▶ Exercise brief
What lines of the data below hold the string "tree"? Copy each one.

╭──

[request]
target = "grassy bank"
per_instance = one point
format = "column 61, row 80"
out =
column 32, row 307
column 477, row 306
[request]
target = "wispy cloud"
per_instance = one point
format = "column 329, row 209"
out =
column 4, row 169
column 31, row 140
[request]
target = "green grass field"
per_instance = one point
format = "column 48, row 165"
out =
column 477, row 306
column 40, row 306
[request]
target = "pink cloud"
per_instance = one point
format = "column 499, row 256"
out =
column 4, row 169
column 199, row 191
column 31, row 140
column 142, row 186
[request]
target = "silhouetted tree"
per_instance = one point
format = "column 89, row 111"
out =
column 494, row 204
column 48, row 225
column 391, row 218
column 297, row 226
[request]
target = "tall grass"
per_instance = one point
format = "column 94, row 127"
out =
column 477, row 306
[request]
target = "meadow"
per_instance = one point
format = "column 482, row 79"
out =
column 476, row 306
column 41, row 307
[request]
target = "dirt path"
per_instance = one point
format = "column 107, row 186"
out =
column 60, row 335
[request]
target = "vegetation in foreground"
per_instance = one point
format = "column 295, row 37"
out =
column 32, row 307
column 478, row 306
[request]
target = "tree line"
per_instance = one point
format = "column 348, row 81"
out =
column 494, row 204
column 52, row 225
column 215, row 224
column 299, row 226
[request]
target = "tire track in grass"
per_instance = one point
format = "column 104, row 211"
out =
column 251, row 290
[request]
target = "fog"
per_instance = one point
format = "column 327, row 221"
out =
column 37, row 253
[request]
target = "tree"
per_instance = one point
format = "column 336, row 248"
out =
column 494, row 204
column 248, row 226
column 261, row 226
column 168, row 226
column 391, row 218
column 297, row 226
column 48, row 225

╰──
╭──

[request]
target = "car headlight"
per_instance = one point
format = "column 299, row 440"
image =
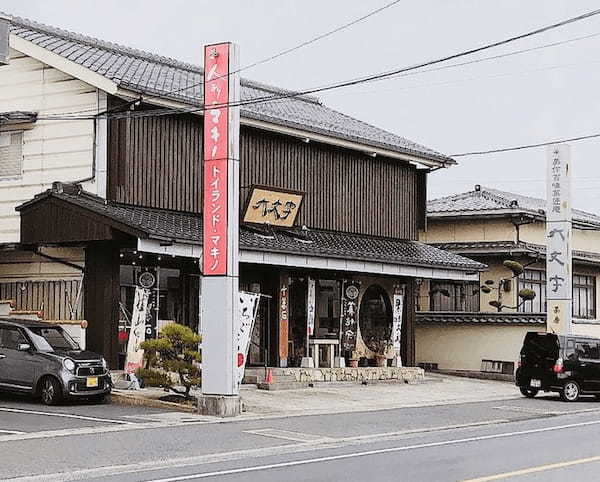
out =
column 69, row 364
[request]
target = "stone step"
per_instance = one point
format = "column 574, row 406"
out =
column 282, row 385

╰──

▶ Response to this exercise
target = "silhouetted tree"
target = "tree line"
target = "tree"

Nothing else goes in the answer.